Please rewrite the lines below, changing "rear windshield" to "back window" and keeping everything else the same.

***

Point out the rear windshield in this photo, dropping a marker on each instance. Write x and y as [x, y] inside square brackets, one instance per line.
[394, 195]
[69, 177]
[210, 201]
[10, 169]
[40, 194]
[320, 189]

***

COMPLETED EXERCISE =>
Point out the back window in this photo, dropping a marker on each instance. Write x and y as [x, y] inside square brackets, one instance per line.
[394, 195]
[69, 177]
[210, 201]
[10, 169]
[40, 194]
[320, 189]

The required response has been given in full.